→ TASK DIRECTIONS
Please reproduce every line of the data below word for word.

[Position identification records]

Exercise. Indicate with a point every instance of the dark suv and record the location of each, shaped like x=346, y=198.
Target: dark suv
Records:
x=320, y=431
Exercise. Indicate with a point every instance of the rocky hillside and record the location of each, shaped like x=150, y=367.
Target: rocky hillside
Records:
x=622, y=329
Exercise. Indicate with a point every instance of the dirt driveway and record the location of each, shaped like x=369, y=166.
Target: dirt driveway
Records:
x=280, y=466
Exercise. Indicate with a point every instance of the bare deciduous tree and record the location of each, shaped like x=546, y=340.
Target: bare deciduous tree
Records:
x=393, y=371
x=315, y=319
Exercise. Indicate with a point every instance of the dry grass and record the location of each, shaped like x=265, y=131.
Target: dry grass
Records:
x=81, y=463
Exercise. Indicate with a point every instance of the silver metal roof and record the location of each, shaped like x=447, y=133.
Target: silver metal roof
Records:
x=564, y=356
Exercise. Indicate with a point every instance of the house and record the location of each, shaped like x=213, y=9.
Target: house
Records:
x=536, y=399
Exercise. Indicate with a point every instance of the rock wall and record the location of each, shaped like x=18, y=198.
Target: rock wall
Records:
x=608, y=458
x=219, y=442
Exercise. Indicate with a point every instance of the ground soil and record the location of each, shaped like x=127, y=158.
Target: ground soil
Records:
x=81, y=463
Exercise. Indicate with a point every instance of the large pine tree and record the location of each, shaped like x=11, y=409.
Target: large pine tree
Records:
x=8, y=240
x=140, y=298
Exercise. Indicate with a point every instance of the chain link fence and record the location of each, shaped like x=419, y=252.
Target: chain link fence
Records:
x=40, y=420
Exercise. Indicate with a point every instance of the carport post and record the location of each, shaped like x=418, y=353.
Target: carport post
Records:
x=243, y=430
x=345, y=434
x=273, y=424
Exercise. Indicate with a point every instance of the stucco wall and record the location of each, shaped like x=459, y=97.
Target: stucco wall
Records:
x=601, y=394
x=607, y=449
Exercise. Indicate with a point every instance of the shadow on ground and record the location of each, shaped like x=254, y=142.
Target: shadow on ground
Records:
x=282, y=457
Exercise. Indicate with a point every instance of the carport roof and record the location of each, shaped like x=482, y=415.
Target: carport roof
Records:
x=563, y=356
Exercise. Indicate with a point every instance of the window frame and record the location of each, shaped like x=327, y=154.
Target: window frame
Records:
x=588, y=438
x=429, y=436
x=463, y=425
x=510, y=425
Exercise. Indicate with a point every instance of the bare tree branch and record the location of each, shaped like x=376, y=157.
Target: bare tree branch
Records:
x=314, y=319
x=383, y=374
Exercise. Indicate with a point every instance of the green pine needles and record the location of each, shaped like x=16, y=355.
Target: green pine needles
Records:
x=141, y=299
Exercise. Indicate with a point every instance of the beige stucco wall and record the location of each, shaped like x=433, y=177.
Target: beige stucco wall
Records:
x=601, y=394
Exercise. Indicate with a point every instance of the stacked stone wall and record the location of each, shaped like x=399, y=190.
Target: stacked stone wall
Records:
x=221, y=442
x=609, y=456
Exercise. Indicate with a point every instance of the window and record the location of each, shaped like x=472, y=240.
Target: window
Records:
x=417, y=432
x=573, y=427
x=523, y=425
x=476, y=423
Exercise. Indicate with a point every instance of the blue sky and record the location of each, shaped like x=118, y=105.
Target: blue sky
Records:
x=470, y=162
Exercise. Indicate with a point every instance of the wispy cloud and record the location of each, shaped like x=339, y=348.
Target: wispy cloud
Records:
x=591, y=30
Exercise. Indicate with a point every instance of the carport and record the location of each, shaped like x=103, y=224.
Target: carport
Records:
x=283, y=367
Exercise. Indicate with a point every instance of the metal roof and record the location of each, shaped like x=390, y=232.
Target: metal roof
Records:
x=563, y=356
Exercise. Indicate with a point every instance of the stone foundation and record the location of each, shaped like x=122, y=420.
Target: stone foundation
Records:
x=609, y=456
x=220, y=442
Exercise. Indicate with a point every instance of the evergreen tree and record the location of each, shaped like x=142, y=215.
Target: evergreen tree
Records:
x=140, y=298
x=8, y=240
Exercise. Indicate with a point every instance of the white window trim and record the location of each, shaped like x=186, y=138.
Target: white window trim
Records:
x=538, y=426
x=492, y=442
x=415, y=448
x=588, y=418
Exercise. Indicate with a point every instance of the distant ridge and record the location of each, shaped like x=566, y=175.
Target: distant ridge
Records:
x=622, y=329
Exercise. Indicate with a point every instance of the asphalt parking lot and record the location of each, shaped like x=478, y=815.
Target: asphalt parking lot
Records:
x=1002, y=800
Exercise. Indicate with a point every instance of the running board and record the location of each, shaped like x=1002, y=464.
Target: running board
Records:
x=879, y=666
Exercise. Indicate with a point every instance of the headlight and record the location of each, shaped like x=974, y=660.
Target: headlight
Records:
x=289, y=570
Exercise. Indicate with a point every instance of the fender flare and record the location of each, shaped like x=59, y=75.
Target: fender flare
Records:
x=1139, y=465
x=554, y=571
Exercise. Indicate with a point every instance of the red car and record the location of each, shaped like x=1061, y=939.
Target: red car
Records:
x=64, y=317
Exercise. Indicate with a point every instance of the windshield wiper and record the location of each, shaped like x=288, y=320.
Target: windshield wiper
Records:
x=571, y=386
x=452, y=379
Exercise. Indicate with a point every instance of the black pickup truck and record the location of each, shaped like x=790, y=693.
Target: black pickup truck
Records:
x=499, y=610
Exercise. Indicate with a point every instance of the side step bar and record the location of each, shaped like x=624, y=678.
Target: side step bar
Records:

→ THE ANSWER
Exercise. Indicate with a point every instance of the dark suv and record the location of each, shaped like x=346, y=198.
Target: dark suv
Records:
x=320, y=431
Exercise. Indicate with a point every instance of the rocky hillside and record the location of each, shaped like x=150, y=367.
Target: rocky hillside
Records:
x=622, y=329
Exercise. Indicate with a point every instance of the dirt driveway and record the location of each, shaped like x=369, y=166.
Target: dirt driveway
Records:
x=280, y=466
Exercise. Indicate with a point every instance of the bare deciduous tree and record the location of each, shaped like x=546, y=340.
Target: bare deciduous tree
Records:
x=393, y=371
x=315, y=319
Exercise. Indicate with a point every instance of the dry grass and record the location of each, shaped like x=265, y=131.
Target: dry grass
Records:
x=81, y=463
Exercise. Indicate with a point every instance of the silver metal roof and record the location of each, shaped like x=447, y=133.
Target: silver metal roof
Records:
x=564, y=356
Exercise. Indicate with a point every instance of the house and record the location of each, shaped like x=213, y=9.
Target: house
Records:
x=536, y=399
Exercise. Indicate with a point every instance of the rock wall and record the location of each, shaped like x=18, y=198.
Target: rock wall
Records:
x=608, y=458
x=219, y=442
Exercise. Indicate with a point every instance of the ground soil and record the location of each, shaped like x=127, y=158.
Target: ground soil
Records:
x=81, y=463
Exercise. Indicate with a point every instance of the large pine tree and record the location of each, shaped like x=11, y=409.
Target: large pine tree
Records:
x=8, y=240
x=140, y=298
Exercise. Indicate with a point every instance of the chain link fence and record the location of each, shaped like x=419, y=252.
Target: chain link fence
Records:
x=40, y=420
Exercise. Indicate with a point every instance of the carport post and record the location of each, shaped like x=418, y=353.
Target: carport post
Records:
x=243, y=430
x=345, y=434
x=273, y=424
Exercise. Indicate with a point every instance of the stucco wall and record the location of each, shaped like x=459, y=97.
Target: stucco wall
Records:
x=601, y=394
x=607, y=449
Exercise. Indicate with a point every instance of the shadow on ground and record the location of each, shaped like x=254, y=142.
Target: shadow on ground
Records:
x=282, y=457
Exercise. Indicate with a point every instance of the carport roof and record the location of each, shaped like x=482, y=415.
Target: carport roof
Records:
x=563, y=356
Exercise. Indicate with a point every instance of the window frame and record the location of each, shaped like x=327, y=154.
Target: window frame
Records:
x=588, y=438
x=429, y=436
x=463, y=425
x=510, y=425
Exercise. Indicate with a point every instance of the bare tree branch and record the location of each, shaped like x=376, y=157.
Target: bare tree branch
Records:
x=314, y=319
x=383, y=374
Exercise. Indicate with a point every instance of the green pine needles and record the location of each, shaped like x=16, y=355.
Target: green pine needles
Records:
x=141, y=299
Exercise. Indicate with a point every instance of the beige stucco wall and record the location of each, shaped like x=433, y=177.
Target: beige stucco wall
Records:
x=601, y=394
Exercise. Indicate with a point every instance of the stacked stone wall and record the location of each, shaped like x=399, y=190.
Target: stacked stone wall
Records:
x=221, y=442
x=609, y=456
Exercise. Indicate with a point every instance of the window and record the location of each, shaped like x=472, y=240.
Target: window
Records:
x=417, y=432
x=573, y=427
x=523, y=425
x=476, y=423
Exercise. Indicate with a point every instance of the blue sky and record the location of each, shaped like x=118, y=105.
Target: blue sky
Records:
x=470, y=162
Exercise. Indicate with a point every instance of the wispy cloud and record the location of each, shaped like x=339, y=348.
Target: wispy cloud
Records:
x=591, y=30
Exercise. Indicate with a point every instance of the carport and record the location of each, shaped like x=103, y=224.
Target: carport
Records:
x=283, y=367
Exercise. Indicate with a point every instance of the metal roof and record the location of each, shaped like x=390, y=232.
Target: metal roof
Records:
x=563, y=356
Exercise. Indicate with a point every instance of the stone foundation and record the location of each, shaped like x=122, y=420.
Target: stone foundation
Records:
x=609, y=456
x=220, y=442
Exercise. Indicate with a point every instance of the evergreen tree and record the location of each, shaped like x=142, y=215.
Target: evergreen tree
Records:
x=140, y=298
x=8, y=240
Exercise. Indicate with a point every instance of the white window trim and record the location of each, shaped like x=186, y=138.
Target: white window trim
Records:
x=538, y=426
x=492, y=442
x=415, y=448
x=588, y=418
Exercise. Indicate with a point every instance of the distant ridge and record the location of each, shaped like x=566, y=175.
Target: distant ridge
Records:
x=622, y=329
Exercise. Indicate with a point every instance of the asphalt parking lot and record the location of each, shaped like x=478, y=815.
Target: asphalt parking lot
Records:
x=1002, y=800
Exercise. Indicate with a point every instance of the running board and record the location of each, shaped like x=1002, y=464.
Target: running board
Records:
x=879, y=666
Exercise. Indicate with a point every instance of the headlight and record the location of each, shaped like x=974, y=660.
Target: headlight
Records:
x=289, y=570
Exercise. Indicate with a point every instance of the fender flare and record the location of each, shaped like x=59, y=75.
Target: fender flare
Records:
x=1139, y=465
x=554, y=571
Exercise. Indicate with a point every instance of the red car and record the location of each, shaped like x=1061, y=939.
Target: red car
Records:
x=64, y=317
Exercise. Indicate with a point every instance of the windshield wiper and record the location of each, shaped like x=288, y=320.
Target: windshield wiper
Records:
x=571, y=386
x=452, y=379
Exercise. Indicate with a point every instance of the black pickup truck and record the location of each, shaped like x=790, y=693.
Target: black pickup truck
Records:
x=499, y=610
Exercise. Indicate with a point every instance of the side step bar and record the location of each, shaped like x=624, y=678.
Target: side step bar
Records:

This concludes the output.